▸ Set problem 1
From the article on ten years of digital insurance, extract verbatim the passage that opens with the words "10 Years of" and closes with "and agile workflows!".
▸ Set problem 2
Write the next portion of the article on ten years of digital insurance, picking up from the final sentence shown.

▸ Excerpt
##########

10 Years of Digital Insurance
Jul 31, 2020—To start with the good news, we've finally made it to the point we were originally hoping to start from ten years ago: building a modern, customer-oriented e-commerce platform for insurers from the ground up. It turns out that the industry has a future after all. Soon, insurance buyers will be able to enjoy products that aren't lagging hopelessly behind their requirements.
So what has been holding us back? The answer is: digitization.
Seriously.
I know what you're thinking: that digitization is exactly what was supposed to solve the problems of the lumbering giants of the traditional insurance industry. Away with the old IT infrastructure, away with processes stuck in a rut, and away with rigid corporate structures! Long live modern platforms, reformed product and services portfolios, and agile workflows!

##########

▸ Provided material

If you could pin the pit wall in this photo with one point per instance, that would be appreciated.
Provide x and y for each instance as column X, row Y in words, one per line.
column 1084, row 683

##########

▸ Written answer 1
10 Years of Digital Insurance
Jul 31, 2020—To start with the good news, we've finally made it to the point we were originally hoping to start from ten years ago: building a modern, customer-oriented e-commerce platform for insurers from the ground up. It turns out that the industry has a future after all. Soon, insurance buyers will be able to enjoy products that aren't lagging hopelessly behind their requirements.
So what has been holding us back? The answer is: digitization.
Seriously.
I know what you're thinking: that digitization is exactly what was supposed to solve the problems of the lumbering giants of the traditional insurance industry. Away with the old IT infrastructure, away with processes stuck in a rut, and away with rigid corporate structures! Long live modern platforms, reformed product and services portfolios, and agile workflows!

▸ Written answer 2
If only that's how it had happened. Unfortunately, the industry's approach has been anything but rigorous, the past few years having been squandered on digital showcase projects running on shoestring budgets and lacking any real strategic vision. Where there ought to have been courage and innovation, instead the industry has contented itself with a timid, exploratory approach to the digital realm, lulled into a false sense of security by the belief that its financial strength and its complexity can protect it forever. Sure, innovation labs, weather-balloon projects, and investments in alternative IT systems are reasonably constructive measures in principle, and they can lead to some measure of success.. But let's be honest: Lacking substantial changes in the overall corporate culture, the use of state-of-the-art technologies, and the willingness to invest significantly more resources, they function more as distractions. In fact, insurers' core business activities have barely changed in the last ten years. Any motivated innovators and digitization projects are elaborately showcased while being deliberately kept limited in scope, serving to prop up a company's digital story while in actual fact being little more than sidenotes.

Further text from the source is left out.